(What to produce):
Count the lines in the entries below that contain the string "window", with case counting, and reply with that number alone.
-=-=-=-=-
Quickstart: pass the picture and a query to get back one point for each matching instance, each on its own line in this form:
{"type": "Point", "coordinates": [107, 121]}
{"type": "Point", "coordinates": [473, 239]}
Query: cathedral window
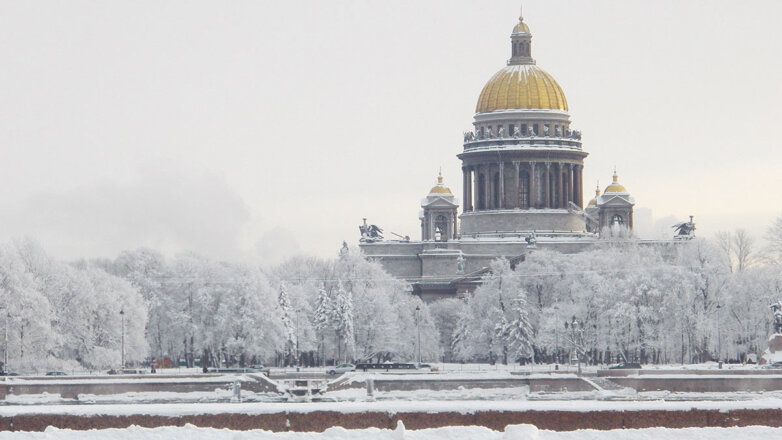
{"type": "Point", "coordinates": [440, 228]}
{"type": "Point", "coordinates": [496, 190]}
{"type": "Point", "coordinates": [523, 190]}
{"type": "Point", "coordinates": [481, 194]}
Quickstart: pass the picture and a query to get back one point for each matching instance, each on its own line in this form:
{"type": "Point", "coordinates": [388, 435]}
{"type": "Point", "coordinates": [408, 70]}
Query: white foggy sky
{"type": "Point", "coordinates": [260, 129]}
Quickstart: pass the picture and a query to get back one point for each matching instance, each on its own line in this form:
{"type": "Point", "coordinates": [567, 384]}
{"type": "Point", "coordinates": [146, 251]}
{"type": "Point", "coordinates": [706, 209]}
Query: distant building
{"type": "Point", "coordinates": [522, 187]}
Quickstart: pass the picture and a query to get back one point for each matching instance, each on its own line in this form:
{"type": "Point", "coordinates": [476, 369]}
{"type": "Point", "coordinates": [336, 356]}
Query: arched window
{"type": "Point", "coordinates": [523, 190]}
{"type": "Point", "coordinates": [481, 194]}
{"type": "Point", "coordinates": [496, 191]}
{"type": "Point", "coordinates": [440, 228]}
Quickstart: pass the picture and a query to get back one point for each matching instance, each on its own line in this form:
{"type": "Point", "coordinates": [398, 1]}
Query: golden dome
{"type": "Point", "coordinates": [521, 28]}
{"type": "Point", "coordinates": [521, 86]}
{"type": "Point", "coordinates": [615, 186]}
{"type": "Point", "coordinates": [440, 188]}
{"type": "Point", "coordinates": [593, 202]}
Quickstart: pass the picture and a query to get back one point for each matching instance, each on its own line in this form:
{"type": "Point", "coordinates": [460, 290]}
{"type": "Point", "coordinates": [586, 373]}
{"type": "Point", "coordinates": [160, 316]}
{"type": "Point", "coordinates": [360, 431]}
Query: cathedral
{"type": "Point", "coordinates": [522, 188]}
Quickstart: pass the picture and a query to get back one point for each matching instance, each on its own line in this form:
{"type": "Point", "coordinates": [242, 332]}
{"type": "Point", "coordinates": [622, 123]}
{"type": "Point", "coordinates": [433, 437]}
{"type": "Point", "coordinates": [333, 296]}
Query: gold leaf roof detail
{"type": "Point", "coordinates": [615, 186]}
{"type": "Point", "coordinates": [521, 86]}
{"type": "Point", "coordinates": [440, 188]}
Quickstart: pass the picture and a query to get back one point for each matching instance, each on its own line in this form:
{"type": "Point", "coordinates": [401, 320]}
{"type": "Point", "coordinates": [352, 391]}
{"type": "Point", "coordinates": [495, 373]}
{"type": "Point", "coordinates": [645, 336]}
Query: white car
{"type": "Point", "coordinates": [341, 368]}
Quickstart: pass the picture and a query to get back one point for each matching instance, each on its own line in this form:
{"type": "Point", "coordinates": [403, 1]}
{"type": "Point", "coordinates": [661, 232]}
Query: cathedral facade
{"type": "Point", "coordinates": [522, 187]}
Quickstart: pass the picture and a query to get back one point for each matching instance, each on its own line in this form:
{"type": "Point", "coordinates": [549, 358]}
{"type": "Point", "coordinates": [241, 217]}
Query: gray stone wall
{"type": "Point", "coordinates": [520, 221]}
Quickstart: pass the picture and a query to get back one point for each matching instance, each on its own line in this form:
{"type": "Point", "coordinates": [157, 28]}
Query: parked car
{"type": "Point", "coordinates": [626, 366]}
{"type": "Point", "coordinates": [427, 366]}
{"type": "Point", "coordinates": [341, 368]}
{"type": "Point", "coordinates": [386, 366]}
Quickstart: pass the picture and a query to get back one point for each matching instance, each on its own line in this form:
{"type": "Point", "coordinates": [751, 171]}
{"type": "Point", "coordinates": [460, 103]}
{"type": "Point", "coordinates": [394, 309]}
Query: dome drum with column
{"type": "Point", "coordinates": [522, 165]}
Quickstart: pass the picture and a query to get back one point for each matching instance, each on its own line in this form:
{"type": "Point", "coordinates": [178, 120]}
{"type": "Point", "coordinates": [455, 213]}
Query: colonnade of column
{"type": "Point", "coordinates": [484, 185]}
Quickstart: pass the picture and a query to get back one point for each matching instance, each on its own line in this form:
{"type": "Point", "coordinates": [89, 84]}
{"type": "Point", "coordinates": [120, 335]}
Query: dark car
{"type": "Point", "coordinates": [626, 366]}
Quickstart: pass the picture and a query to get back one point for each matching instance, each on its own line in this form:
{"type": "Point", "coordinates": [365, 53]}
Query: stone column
{"type": "Point", "coordinates": [560, 190]}
{"type": "Point", "coordinates": [532, 187]}
{"type": "Point", "coordinates": [547, 186]}
{"type": "Point", "coordinates": [467, 190]}
{"type": "Point", "coordinates": [517, 203]}
{"type": "Point", "coordinates": [501, 198]}
{"type": "Point", "coordinates": [570, 185]}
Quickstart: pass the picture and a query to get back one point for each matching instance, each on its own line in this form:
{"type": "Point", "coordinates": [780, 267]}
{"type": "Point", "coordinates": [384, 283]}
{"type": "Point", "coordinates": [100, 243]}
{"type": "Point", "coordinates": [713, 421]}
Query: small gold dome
{"type": "Point", "coordinates": [440, 188]}
{"type": "Point", "coordinates": [522, 86]}
{"type": "Point", "coordinates": [593, 202]}
{"type": "Point", "coordinates": [521, 28]}
{"type": "Point", "coordinates": [615, 186]}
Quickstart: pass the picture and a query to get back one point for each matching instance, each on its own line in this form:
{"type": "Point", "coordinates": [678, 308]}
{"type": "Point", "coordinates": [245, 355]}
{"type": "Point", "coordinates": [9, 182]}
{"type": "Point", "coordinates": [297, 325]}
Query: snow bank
{"type": "Point", "coordinates": [392, 407]}
{"type": "Point", "coordinates": [513, 432]}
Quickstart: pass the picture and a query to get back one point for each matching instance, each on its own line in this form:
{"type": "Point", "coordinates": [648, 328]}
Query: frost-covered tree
{"type": "Point", "coordinates": [495, 323]}
{"type": "Point", "coordinates": [288, 325]}
{"type": "Point", "coordinates": [774, 239]}
{"type": "Point", "coordinates": [343, 318]}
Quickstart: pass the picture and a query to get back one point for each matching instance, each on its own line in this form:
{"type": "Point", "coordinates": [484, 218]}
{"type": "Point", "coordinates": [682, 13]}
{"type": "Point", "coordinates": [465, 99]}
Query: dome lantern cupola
{"type": "Point", "coordinates": [615, 186]}
{"type": "Point", "coordinates": [521, 44]}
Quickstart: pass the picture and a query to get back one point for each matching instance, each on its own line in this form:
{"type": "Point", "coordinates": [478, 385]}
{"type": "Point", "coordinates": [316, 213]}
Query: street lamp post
{"type": "Point", "coordinates": [5, 346]}
{"type": "Point", "coordinates": [719, 337]}
{"type": "Point", "coordinates": [122, 318]}
{"type": "Point", "coordinates": [418, 328]}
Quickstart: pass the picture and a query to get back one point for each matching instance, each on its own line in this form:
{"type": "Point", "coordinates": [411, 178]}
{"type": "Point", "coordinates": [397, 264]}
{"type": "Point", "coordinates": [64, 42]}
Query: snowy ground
{"type": "Point", "coordinates": [515, 432]}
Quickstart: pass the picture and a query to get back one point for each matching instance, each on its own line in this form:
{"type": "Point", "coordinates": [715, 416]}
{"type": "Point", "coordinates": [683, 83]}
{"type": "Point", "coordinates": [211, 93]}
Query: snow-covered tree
{"type": "Point", "coordinates": [774, 239]}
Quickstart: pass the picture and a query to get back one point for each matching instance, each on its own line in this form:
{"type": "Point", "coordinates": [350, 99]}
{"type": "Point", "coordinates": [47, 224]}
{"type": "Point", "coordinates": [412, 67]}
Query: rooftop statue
{"type": "Point", "coordinates": [370, 233]}
{"type": "Point", "coordinates": [685, 230]}
{"type": "Point", "coordinates": [776, 308]}
{"type": "Point", "coordinates": [531, 239]}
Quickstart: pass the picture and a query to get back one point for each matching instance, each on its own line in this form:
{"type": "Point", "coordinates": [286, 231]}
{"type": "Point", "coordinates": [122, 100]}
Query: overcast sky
{"type": "Point", "coordinates": [251, 129]}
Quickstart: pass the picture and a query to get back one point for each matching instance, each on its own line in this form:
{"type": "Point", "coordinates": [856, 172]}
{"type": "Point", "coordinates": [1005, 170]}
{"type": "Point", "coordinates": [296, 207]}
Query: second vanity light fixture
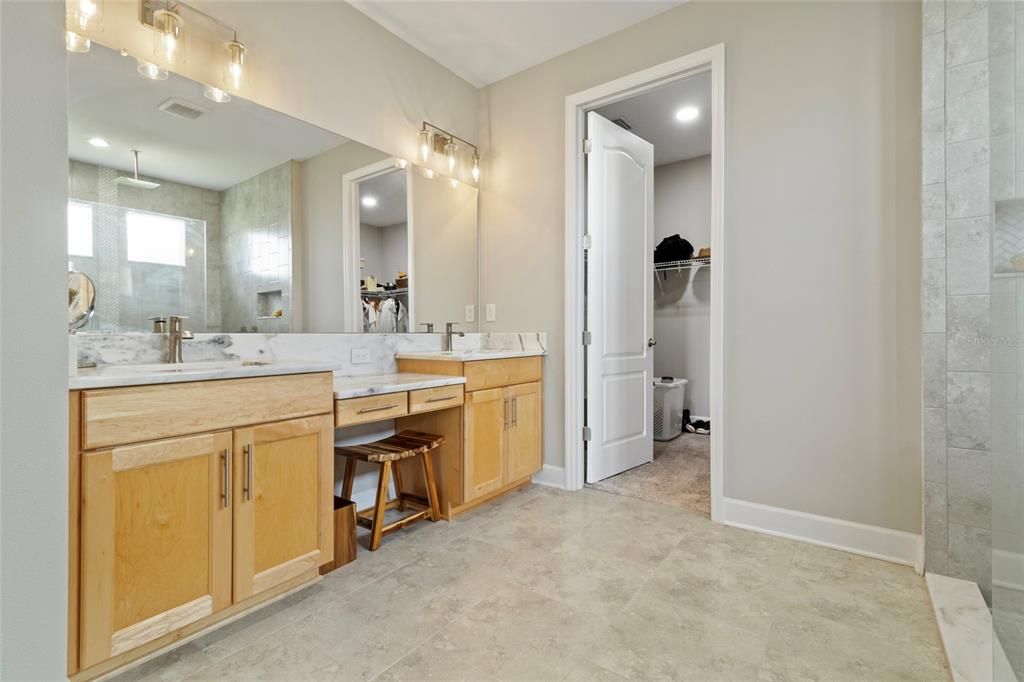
{"type": "Point", "coordinates": [438, 140]}
{"type": "Point", "coordinates": [166, 17]}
-=-=-=-=-
(Response below):
2